Stored items
[START]

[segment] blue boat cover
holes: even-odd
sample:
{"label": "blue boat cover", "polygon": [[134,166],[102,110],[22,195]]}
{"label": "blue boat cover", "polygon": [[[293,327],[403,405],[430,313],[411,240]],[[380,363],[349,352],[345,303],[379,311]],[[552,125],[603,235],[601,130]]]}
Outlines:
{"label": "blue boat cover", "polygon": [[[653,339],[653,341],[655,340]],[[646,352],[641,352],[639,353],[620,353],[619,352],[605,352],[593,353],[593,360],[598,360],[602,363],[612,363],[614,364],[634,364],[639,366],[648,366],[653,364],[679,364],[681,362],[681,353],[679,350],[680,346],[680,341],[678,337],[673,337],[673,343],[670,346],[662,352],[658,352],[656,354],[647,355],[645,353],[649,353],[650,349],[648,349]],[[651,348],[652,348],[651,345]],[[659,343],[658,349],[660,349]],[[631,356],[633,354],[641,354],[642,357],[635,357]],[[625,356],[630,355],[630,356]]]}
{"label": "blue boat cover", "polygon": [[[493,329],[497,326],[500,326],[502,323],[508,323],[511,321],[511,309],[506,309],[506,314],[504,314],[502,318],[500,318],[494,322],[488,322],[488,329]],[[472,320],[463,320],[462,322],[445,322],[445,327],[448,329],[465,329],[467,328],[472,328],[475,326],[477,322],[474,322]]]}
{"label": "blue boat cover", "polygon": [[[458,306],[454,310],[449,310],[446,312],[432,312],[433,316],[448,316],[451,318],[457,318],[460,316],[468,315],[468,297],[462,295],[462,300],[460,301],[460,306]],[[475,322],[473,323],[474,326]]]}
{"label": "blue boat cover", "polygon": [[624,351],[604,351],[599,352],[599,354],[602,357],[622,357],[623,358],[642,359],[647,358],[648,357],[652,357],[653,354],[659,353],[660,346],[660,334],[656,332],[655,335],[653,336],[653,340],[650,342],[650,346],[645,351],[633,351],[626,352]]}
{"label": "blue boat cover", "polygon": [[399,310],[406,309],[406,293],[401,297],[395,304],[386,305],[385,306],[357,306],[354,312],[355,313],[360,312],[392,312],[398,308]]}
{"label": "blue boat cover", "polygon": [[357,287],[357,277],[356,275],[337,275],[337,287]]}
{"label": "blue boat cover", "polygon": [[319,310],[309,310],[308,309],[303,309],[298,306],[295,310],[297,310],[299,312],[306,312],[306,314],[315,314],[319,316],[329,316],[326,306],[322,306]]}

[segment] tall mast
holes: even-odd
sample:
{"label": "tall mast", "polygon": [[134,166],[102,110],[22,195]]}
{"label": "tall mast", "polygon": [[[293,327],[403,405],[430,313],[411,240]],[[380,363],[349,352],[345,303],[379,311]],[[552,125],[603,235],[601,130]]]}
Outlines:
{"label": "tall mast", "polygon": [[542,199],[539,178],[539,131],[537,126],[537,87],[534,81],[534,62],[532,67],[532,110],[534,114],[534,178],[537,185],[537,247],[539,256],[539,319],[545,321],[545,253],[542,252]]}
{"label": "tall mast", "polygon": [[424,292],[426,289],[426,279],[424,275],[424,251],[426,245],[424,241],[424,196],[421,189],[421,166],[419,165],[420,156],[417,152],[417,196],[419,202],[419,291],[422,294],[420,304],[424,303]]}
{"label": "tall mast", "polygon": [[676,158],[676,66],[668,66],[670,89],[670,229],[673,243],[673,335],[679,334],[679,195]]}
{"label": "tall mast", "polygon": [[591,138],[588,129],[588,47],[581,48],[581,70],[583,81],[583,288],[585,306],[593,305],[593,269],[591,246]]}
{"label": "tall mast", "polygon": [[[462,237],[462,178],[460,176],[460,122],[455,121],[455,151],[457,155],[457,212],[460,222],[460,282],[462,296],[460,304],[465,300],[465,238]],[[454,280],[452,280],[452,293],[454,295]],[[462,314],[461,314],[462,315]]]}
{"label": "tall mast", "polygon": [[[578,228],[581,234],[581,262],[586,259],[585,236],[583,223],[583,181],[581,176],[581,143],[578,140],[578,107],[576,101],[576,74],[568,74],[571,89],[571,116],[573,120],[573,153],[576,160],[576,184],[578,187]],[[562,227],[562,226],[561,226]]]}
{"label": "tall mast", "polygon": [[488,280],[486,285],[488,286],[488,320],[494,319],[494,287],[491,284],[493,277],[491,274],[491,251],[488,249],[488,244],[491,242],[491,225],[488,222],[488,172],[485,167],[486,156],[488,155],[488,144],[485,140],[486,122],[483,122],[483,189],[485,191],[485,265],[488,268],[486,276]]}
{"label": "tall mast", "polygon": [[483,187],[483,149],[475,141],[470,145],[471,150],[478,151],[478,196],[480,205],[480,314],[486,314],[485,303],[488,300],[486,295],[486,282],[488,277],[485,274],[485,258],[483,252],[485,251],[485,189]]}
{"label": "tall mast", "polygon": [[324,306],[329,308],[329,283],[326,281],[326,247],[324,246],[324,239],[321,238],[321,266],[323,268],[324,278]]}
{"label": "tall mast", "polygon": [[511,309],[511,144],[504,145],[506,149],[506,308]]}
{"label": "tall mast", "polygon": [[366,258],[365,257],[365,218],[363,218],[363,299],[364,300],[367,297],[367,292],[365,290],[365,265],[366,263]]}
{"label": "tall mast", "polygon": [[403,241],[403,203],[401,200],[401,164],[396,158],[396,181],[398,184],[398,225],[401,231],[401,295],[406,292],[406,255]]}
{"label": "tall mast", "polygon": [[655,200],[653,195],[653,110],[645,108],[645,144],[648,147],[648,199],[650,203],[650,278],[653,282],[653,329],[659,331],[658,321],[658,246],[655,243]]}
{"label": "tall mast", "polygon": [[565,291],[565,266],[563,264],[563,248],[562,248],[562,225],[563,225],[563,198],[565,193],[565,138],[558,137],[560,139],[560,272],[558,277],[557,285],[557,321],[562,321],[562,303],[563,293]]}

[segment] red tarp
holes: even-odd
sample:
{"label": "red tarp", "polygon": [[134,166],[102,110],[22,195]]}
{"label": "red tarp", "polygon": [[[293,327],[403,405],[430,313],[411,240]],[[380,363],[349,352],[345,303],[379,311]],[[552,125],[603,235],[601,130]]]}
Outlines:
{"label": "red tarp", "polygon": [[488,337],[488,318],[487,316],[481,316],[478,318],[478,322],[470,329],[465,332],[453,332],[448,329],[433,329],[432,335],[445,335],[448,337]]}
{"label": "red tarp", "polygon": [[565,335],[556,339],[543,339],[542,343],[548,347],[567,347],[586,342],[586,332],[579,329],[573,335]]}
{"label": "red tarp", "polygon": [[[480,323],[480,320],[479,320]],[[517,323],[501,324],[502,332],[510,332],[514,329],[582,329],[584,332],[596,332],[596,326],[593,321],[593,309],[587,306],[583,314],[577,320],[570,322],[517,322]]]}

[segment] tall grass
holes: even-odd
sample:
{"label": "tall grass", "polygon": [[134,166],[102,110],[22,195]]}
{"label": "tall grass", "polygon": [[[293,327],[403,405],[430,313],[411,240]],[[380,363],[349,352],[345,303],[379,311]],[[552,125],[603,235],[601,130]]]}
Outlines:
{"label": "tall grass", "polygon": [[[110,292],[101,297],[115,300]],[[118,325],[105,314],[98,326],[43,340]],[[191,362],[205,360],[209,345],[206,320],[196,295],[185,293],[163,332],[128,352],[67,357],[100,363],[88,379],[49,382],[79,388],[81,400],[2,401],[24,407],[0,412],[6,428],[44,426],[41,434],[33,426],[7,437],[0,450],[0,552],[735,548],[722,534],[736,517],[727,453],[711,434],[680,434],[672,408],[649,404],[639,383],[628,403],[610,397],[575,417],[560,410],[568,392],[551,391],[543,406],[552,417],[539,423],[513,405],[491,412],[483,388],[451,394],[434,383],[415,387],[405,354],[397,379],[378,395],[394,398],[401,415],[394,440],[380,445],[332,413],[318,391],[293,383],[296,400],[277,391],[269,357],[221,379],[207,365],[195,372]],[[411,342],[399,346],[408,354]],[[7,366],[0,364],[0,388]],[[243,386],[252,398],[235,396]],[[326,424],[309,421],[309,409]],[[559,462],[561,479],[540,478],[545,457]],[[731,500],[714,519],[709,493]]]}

[END]

- _AIM_: How many lines in the data contain the string "segment"? Reply with the number alone.

- _OUTPUT OF THE EXERCISE_: 4